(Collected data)

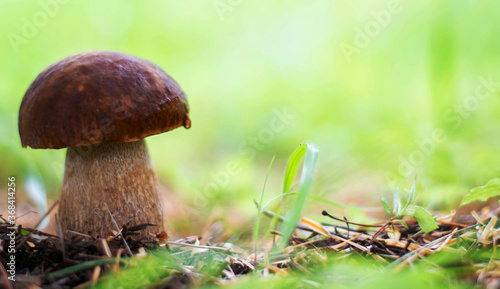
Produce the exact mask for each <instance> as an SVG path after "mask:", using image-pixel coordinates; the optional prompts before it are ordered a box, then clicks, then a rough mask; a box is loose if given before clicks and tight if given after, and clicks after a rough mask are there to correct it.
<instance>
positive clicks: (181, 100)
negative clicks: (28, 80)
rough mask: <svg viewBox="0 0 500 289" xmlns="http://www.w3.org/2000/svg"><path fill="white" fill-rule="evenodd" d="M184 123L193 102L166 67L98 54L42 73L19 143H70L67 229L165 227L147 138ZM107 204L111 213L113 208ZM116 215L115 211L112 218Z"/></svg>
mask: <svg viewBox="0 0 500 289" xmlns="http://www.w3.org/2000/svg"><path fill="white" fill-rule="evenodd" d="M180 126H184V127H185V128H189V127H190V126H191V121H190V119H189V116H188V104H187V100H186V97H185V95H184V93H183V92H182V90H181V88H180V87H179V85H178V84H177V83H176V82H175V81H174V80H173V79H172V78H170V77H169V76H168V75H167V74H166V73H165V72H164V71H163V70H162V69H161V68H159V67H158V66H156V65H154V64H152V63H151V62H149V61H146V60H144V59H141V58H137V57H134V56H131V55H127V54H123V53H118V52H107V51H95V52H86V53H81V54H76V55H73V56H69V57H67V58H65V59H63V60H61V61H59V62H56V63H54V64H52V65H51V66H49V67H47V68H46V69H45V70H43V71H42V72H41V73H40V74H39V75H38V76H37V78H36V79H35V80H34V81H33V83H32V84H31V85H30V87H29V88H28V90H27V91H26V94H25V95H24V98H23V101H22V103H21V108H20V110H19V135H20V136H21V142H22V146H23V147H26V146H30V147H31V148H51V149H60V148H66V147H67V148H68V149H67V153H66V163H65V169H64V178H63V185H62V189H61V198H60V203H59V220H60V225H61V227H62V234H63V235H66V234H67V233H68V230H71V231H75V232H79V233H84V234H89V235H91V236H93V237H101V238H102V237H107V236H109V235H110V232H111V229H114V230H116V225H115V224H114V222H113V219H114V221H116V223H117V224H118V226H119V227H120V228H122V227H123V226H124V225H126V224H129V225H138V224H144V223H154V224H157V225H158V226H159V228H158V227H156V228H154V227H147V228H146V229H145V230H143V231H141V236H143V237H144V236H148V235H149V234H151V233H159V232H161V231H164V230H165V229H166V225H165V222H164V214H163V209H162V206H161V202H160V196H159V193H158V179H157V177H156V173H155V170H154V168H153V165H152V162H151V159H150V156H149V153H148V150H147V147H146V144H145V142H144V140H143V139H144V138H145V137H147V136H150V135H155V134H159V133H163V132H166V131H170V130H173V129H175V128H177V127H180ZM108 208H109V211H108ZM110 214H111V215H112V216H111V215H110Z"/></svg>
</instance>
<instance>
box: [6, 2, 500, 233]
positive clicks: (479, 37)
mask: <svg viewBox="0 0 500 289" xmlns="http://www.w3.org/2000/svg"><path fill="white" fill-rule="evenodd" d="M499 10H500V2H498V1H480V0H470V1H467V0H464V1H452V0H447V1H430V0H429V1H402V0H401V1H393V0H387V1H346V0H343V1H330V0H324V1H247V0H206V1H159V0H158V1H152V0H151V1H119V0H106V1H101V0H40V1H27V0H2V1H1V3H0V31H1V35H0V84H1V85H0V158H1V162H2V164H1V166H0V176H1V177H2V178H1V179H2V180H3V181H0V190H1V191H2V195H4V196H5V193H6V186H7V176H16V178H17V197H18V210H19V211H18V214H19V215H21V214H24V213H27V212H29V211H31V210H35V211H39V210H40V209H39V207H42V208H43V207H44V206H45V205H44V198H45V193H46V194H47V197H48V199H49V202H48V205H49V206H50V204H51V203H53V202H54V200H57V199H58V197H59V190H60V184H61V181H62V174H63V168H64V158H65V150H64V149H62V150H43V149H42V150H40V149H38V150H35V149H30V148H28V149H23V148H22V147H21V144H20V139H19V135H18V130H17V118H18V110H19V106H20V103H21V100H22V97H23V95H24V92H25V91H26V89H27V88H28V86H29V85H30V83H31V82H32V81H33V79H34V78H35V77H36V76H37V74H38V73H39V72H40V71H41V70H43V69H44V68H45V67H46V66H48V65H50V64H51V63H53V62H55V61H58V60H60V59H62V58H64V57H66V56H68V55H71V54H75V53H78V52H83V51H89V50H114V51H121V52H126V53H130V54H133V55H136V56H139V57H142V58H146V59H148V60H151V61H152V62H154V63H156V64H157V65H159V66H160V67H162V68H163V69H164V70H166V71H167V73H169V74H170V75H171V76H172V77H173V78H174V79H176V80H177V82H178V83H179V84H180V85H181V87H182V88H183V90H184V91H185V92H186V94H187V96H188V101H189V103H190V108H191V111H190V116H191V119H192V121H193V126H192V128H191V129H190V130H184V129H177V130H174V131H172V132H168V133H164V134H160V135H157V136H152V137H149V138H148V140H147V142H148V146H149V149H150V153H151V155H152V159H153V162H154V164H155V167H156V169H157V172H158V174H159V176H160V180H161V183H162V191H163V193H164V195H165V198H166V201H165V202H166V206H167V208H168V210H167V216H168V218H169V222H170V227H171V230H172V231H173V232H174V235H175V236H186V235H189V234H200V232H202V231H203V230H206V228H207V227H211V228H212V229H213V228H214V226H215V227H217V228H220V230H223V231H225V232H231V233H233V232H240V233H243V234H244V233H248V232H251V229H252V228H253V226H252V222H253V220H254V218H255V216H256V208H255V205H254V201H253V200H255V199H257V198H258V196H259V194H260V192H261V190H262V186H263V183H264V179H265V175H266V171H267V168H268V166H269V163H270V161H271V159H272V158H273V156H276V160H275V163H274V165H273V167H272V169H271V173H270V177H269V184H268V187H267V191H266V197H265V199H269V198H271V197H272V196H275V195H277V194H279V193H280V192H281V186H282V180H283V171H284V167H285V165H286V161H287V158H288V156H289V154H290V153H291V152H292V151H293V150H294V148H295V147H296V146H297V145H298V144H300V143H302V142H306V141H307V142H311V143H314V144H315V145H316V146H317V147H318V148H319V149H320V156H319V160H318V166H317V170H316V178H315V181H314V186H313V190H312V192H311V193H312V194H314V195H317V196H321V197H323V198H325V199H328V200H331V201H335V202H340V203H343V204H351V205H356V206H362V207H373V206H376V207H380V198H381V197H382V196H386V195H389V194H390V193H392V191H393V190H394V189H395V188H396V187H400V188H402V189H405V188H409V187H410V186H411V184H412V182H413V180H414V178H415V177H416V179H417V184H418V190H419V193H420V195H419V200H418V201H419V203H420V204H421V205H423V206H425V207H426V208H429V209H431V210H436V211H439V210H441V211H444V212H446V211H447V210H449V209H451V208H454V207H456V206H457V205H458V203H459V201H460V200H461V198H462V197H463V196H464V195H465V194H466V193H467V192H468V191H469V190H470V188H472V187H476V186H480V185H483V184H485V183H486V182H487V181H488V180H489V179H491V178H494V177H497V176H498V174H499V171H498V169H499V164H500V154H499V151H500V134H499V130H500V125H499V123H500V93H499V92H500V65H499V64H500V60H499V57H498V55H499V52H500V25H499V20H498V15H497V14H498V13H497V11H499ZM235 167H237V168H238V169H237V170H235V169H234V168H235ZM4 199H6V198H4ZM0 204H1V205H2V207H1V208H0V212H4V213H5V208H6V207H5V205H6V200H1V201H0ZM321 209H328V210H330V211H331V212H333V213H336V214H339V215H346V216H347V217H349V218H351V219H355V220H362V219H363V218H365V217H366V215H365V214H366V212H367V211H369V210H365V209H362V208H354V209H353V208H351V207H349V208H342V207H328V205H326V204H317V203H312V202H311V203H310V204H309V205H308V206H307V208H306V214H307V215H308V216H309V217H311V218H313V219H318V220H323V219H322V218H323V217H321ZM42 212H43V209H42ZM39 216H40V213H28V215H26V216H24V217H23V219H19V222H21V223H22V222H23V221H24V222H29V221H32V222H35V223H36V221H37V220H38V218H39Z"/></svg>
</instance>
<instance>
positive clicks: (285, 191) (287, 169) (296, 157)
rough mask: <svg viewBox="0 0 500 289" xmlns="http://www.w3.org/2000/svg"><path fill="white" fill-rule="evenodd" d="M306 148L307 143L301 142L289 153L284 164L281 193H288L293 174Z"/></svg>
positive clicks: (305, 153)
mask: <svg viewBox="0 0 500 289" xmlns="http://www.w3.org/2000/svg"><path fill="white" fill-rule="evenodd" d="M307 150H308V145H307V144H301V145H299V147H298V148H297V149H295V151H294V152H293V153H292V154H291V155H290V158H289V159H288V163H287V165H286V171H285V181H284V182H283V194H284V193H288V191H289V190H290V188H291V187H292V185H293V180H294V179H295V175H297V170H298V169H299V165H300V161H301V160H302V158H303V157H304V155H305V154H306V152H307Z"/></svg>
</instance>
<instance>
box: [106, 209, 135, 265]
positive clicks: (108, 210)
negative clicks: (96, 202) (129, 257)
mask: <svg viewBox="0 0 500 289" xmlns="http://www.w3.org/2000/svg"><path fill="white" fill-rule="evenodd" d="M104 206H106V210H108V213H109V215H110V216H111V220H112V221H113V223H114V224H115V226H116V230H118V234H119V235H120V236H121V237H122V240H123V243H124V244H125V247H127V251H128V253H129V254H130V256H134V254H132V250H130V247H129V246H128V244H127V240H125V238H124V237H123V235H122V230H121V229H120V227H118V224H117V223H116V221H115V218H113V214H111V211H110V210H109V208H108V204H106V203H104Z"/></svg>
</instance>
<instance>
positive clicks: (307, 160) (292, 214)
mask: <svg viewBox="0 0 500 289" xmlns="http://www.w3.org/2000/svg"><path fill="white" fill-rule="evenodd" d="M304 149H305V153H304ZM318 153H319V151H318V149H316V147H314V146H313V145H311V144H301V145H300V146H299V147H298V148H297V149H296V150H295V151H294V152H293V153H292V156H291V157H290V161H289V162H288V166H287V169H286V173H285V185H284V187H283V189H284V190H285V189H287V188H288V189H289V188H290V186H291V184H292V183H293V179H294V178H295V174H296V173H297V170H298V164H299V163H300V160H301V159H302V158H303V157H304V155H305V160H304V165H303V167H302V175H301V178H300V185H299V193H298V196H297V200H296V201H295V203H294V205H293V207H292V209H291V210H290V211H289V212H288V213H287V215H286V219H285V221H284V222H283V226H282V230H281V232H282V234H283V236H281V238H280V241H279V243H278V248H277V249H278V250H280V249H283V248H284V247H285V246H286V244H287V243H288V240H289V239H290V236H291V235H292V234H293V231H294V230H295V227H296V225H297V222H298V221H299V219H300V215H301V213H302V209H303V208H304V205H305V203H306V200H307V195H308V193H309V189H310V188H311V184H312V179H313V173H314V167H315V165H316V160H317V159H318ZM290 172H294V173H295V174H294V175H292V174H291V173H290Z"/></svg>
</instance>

Exercise aim: Show each line of the records that contains the word "rough". Case matters.

Completed task:
Produce the exact mask for each <instance> as an SVG path after "mask:", using image-pixel coordinates; the optional prompts before it are ordered a box, then clicks, then a rough mask; a box is loose if given before clicks and tight if given after, and clicks after a rough mask are there to correct it.
rough mask: <svg viewBox="0 0 500 289" xmlns="http://www.w3.org/2000/svg"><path fill="white" fill-rule="evenodd" d="M184 123L193 102L166 67L98 54L42 73L19 143H70L67 229L165 227L147 138ZM107 204L111 213L113 208ZM116 215L115 211L112 218Z"/></svg>
rough mask: <svg viewBox="0 0 500 289" xmlns="http://www.w3.org/2000/svg"><path fill="white" fill-rule="evenodd" d="M306 148L307 143L301 142L289 153L284 164L281 193H288L293 174Z"/></svg>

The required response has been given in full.